## Records for this task
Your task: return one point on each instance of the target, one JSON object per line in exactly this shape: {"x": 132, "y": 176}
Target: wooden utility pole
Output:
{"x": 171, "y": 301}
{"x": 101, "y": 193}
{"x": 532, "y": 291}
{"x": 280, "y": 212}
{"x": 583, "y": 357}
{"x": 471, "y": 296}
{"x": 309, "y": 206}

## Brief
Reproduce the material above verbatim, preserving every line in its original order.

## Complete output
Your task: return one point on each instance of the target, one JSON object per line in exactly this shape: {"x": 132, "y": 176}
Target: wooden utility pole
Output:
{"x": 171, "y": 301}
{"x": 101, "y": 193}
{"x": 532, "y": 291}
{"x": 280, "y": 212}
{"x": 583, "y": 357}
{"x": 471, "y": 296}
{"x": 309, "y": 206}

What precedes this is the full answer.